■ **Description of the task**
Please reproduce all the data exactly as written and omit the pictures.
(Available data Opens)
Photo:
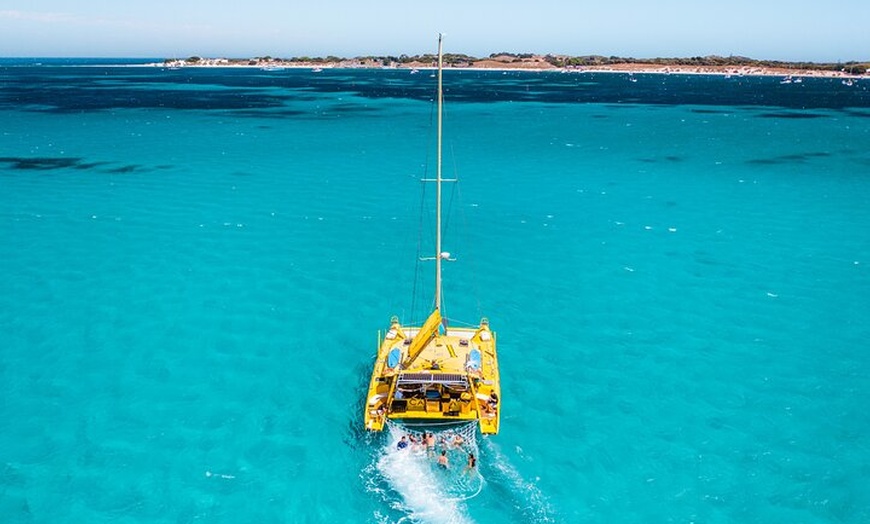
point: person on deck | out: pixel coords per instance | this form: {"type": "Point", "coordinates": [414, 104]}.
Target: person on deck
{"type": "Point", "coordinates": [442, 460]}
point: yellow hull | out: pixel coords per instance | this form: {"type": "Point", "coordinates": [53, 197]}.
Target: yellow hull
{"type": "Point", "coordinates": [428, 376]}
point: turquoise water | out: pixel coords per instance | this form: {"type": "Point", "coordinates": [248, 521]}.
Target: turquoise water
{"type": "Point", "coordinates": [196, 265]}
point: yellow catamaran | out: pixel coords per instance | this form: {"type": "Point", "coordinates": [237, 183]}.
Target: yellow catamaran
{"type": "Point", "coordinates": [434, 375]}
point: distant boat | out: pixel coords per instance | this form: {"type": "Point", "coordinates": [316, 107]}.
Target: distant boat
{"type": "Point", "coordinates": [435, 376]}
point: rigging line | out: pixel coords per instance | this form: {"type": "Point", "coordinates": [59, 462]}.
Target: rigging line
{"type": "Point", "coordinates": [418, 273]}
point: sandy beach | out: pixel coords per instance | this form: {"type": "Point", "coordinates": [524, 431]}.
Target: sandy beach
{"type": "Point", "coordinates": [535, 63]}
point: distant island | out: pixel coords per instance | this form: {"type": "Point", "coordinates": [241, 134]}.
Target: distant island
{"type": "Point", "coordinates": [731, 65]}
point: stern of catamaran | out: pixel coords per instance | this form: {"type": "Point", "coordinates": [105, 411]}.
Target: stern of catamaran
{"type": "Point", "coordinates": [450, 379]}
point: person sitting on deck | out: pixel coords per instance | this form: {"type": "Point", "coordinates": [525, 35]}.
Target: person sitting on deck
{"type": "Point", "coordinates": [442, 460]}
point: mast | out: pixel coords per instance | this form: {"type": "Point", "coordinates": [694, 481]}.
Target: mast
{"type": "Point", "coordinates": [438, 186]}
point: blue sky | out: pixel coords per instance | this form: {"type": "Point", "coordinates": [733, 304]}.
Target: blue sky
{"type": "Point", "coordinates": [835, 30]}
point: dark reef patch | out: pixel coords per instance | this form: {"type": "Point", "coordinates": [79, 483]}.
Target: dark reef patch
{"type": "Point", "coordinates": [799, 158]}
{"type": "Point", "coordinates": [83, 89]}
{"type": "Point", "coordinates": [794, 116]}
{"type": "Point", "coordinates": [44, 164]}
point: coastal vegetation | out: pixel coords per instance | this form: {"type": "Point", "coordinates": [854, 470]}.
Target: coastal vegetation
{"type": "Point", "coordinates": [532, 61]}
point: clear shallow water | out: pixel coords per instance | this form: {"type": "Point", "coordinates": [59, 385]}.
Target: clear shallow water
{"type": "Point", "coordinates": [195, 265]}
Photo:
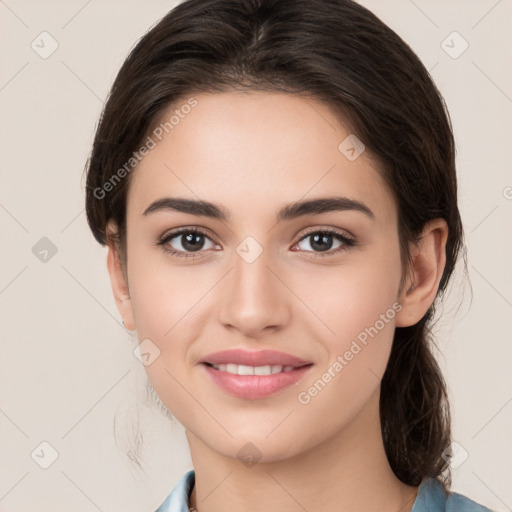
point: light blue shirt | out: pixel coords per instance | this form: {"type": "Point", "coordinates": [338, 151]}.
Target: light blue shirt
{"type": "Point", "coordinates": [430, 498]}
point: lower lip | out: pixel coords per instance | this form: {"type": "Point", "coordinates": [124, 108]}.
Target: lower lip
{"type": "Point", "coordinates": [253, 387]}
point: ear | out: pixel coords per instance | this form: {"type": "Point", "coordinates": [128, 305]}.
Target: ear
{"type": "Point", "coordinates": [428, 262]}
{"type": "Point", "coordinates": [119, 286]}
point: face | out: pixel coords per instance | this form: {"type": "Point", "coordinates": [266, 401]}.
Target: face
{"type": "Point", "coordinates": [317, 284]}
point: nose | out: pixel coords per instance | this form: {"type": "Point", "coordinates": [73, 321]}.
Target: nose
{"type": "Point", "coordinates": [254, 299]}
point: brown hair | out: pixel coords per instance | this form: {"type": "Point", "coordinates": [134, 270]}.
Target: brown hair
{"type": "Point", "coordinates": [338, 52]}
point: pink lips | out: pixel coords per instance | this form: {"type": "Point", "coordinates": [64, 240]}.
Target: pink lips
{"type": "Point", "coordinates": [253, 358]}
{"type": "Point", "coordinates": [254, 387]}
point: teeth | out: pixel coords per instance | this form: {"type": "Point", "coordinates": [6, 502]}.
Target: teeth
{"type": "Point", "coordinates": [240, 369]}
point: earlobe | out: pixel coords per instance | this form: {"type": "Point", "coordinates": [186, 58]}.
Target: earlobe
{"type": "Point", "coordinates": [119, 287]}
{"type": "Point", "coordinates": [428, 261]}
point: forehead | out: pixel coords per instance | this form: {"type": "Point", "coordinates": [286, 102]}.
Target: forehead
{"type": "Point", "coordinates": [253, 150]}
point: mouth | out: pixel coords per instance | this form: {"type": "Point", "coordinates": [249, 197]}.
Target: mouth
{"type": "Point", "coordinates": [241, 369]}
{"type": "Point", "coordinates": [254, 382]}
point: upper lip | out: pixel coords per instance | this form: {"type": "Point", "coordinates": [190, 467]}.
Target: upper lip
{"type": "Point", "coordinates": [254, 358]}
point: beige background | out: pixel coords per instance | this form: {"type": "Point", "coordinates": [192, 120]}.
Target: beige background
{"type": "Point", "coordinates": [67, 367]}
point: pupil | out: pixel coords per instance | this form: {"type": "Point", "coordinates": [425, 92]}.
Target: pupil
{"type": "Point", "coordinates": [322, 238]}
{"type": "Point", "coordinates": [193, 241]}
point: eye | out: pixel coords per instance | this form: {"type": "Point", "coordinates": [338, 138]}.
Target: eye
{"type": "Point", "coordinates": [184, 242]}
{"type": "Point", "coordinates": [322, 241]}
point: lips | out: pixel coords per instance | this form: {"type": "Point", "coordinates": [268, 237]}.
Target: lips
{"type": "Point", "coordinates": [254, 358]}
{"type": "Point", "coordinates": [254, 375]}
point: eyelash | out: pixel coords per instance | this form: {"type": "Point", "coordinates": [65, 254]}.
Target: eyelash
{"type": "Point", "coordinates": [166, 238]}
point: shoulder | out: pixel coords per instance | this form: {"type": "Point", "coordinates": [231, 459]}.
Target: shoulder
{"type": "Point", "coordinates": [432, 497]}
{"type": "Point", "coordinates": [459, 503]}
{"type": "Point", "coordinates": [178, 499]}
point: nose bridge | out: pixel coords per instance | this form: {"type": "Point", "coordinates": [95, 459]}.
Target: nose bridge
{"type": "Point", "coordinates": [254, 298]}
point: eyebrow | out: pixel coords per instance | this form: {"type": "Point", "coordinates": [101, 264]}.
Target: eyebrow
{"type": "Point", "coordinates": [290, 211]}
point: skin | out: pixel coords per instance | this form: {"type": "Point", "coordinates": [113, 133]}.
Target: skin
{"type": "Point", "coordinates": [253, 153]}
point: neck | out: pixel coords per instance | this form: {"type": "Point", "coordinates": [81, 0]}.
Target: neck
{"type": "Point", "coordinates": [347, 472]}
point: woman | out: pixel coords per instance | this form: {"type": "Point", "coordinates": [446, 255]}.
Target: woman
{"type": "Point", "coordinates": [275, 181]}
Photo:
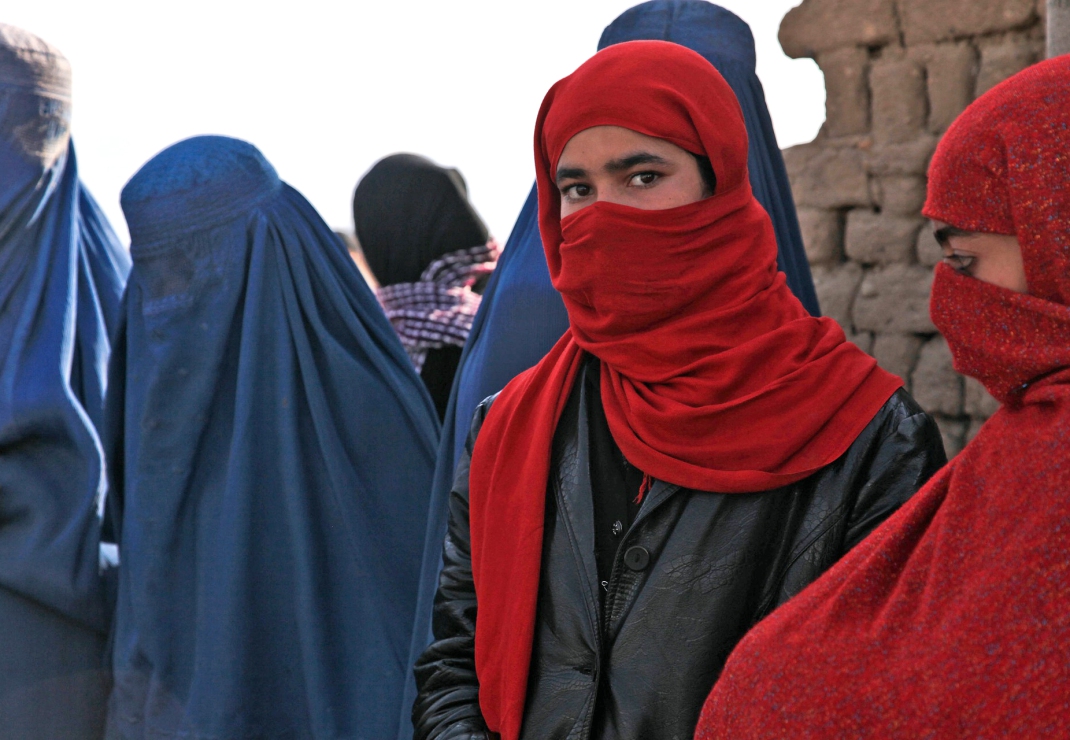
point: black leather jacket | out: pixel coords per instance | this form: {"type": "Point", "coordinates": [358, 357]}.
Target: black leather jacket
(Available data Closes)
■ **Written solution**
Photo:
point: person on deck | out: pixel coords per instance | this form: {"type": "Point", "coordinates": [414, 104]}.
Target: person on deck
{"type": "Point", "coordinates": [442, 460]}
point: yellow hull | out: pixel coords per instance | this form: {"type": "Point", "coordinates": [53, 197]}.
Target: yellow hull
{"type": "Point", "coordinates": [428, 376]}
point: turquoise water | out: pixel coords per instance | this form: {"type": "Point", "coordinates": [248, 521]}.
Target: turquoise water
{"type": "Point", "coordinates": [196, 265]}
point: yellow catamaran | out: pixel coords per instance | this form: {"type": "Point", "coordinates": [237, 183]}.
Target: yellow catamaran
{"type": "Point", "coordinates": [434, 375]}
point: distant boat | out: pixel coords per instance | this form: {"type": "Point", "coordinates": [316, 107]}.
Target: distant boat
{"type": "Point", "coordinates": [435, 376]}
point: rigging line | out: pixel coords per instance | this form: {"type": "Point", "coordinates": [59, 462]}.
Target: rigging line
{"type": "Point", "coordinates": [418, 273]}
point: sandy beach | out: pixel coords per instance | this form: {"type": "Point", "coordinates": [524, 431]}.
Target: sandy beach
{"type": "Point", "coordinates": [535, 63]}
point: distant island | out: pixel coords per instance | this form: {"type": "Point", "coordinates": [241, 134]}.
Target: distant island
{"type": "Point", "coordinates": [731, 65]}
point: stern of catamaran | out: pixel coords per instance | this form: {"type": "Point", "coordinates": [105, 411]}.
Target: stern of catamaran
{"type": "Point", "coordinates": [450, 379]}
point: person sitting on deck | out: pixel coords per instance | this form: {"type": "Point", "coordinates": [525, 35]}.
Target: person sitting on deck
{"type": "Point", "coordinates": [442, 460]}
point: mast | out: pixel coords per instance | this form: {"type": "Point", "coordinates": [694, 481]}.
Target: mast
{"type": "Point", "coordinates": [438, 186]}
point: blue sky | out: pixel coords per instance | this form: {"type": "Point", "coordinates": [733, 304]}.
Target: blue sky
{"type": "Point", "coordinates": [835, 30]}
point: dark reef patch | out: pixel coords per instance | this form: {"type": "Point", "coordinates": [79, 483]}.
Target: dark reef patch
{"type": "Point", "coordinates": [799, 158]}
{"type": "Point", "coordinates": [83, 89]}
{"type": "Point", "coordinates": [794, 116]}
{"type": "Point", "coordinates": [44, 164]}
point: coastal vegetation | out: pixel coords per instance | this form: {"type": "Point", "coordinates": [854, 470]}.
Target: coastal vegetation
{"type": "Point", "coordinates": [532, 61]}
point: clear shallow water | out: pixel coords per instance | this form: {"type": "Point", "coordinates": [59, 385]}.
Target: clear shallow water
{"type": "Point", "coordinates": [195, 265]}
Photo:
point: light blue shirt | out: pixel coords per instance | this form: {"type": "Point", "coordinates": [338, 151]}.
Target: light blue shirt
{"type": "Point", "coordinates": [430, 498]}
point: lower lip | out: pixel coords per instance | this form: {"type": "Point", "coordinates": [124, 108]}.
Target: lower lip
{"type": "Point", "coordinates": [253, 387]}
point: ear | out: pixel coords per instance | this form: {"type": "Point", "coordinates": [128, 305]}.
Target: ear
{"type": "Point", "coordinates": [428, 262]}
{"type": "Point", "coordinates": [119, 286]}
point: face | out: pixel coords per instance | this form: {"type": "Point", "coordinates": [266, 401]}.
Target: face
{"type": "Point", "coordinates": [317, 284]}
point: nose | out: pixel coords per instance | this form: {"type": "Point", "coordinates": [73, 321]}.
Target: nose
{"type": "Point", "coordinates": [254, 299]}
point: brown hair | out: pixel coords per instance | this form: {"type": "Point", "coordinates": [134, 270]}.
Target: brown hair
{"type": "Point", "coordinates": [338, 52]}
point: pink lips | out: pixel coords per instance | this form: {"type": "Point", "coordinates": [64, 240]}.
Target: pink lips
{"type": "Point", "coordinates": [253, 358]}
{"type": "Point", "coordinates": [254, 387]}
point: teeth | out: pixel coords per instance | this form: {"type": "Point", "coordinates": [6, 502]}.
Target: teeth
{"type": "Point", "coordinates": [240, 369]}
point: earlobe | out: pixel coords per instance | this form: {"type": "Point", "coordinates": [186, 58]}.
Target: earlobe
{"type": "Point", "coordinates": [119, 287]}
{"type": "Point", "coordinates": [428, 261]}
point: forehead | out: pixel coords per instance | this form: {"type": "Point", "coordinates": [286, 102]}.
Target: forehead
{"type": "Point", "coordinates": [253, 150]}
point: mouth | out: pixel coords per instance | this form: {"type": "Point", "coordinates": [249, 197]}.
Target: mouth
{"type": "Point", "coordinates": [241, 369]}
{"type": "Point", "coordinates": [254, 382]}
point: upper lip | out: pixel coords per instance | this form: {"type": "Point", "coordinates": [190, 467]}.
Target: upper lip
{"type": "Point", "coordinates": [254, 358]}
point: beige background | out: pixel coords per instance | this form: {"type": "Point", "coordinates": [192, 120]}.
Target: beige background
{"type": "Point", "coordinates": [67, 367]}
point: pupil | out: pixel coords per instance | this form: {"type": "Point", "coordinates": [425, 92]}.
Target: pupil
{"type": "Point", "coordinates": [322, 238]}
{"type": "Point", "coordinates": [193, 241]}
point: eye | out: pixel coords per instance | this form: {"type": "Point", "coordinates": [338, 138]}.
Target: eye
{"type": "Point", "coordinates": [184, 242]}
{"type": "Point", "coordinates": [322, 241]}
point: lips | out: pixel coords per instance | this form: {"type": "Point", "coordinates": [268, 237]}.
Target: lips
{"type": "Point", "coordinates": [254, 358]}
{"type": "Point", "coordinates": [254, 375]}
point: eyelash | out: pixel coords per instance | this form: {"type": "Point", "coordinates": [65, 254]}.
Target: eyelash
{"type": "Point", "coordinates": [166, 238]}
point: shoulder | out: pixel coords per instance | this form: {"type": "Point", "coordinates": [231, 459]}.
Target: shoulder
{"type": "Point", "coordinates": [432, 497]}
{"type": "Point", "coordinates": [459, 503]}
{"type": "Point", "coordinates": [178, 499]}
point: nose bridge | out: pixel coords per instance | this form: {"type": "Point", "coordinates": [95, 459]}.
Target: nose bridge
{"type": "Point", "coordinates": [254, 298]}
point: eyebrow | out: pixel coords per instance | this form: {"type": "Point", "coordinates": [101, 264]}.
Target: eyebrow
{"type": "Point", "coordinates": [290, 211]}
point: skin | out: pixel coords per instance | this form: {"type": "Point", "coordinates": [113, 133]}.
Target: skin
{"type": "Point", "coordinates": [253, 153]}
point: neck | out: pixel coords per instance | this form: {"type": "Point", "coordinates": [81, 0]}.
Target: neck
{"type": "Point", "coordinates": [347, 472]}
point: woman | out: pixel coords per instance | this form: {"type": "Point", "coordinates": [446, 255]}.
Target: woman
{"type": "Point", "coordinates": [275, 181]}
Photo:
point: black leather jacket | out: pixel coords per instance | this form: {"type": "Point", "coordinates": [358, 357]}.
Target: black leather jacket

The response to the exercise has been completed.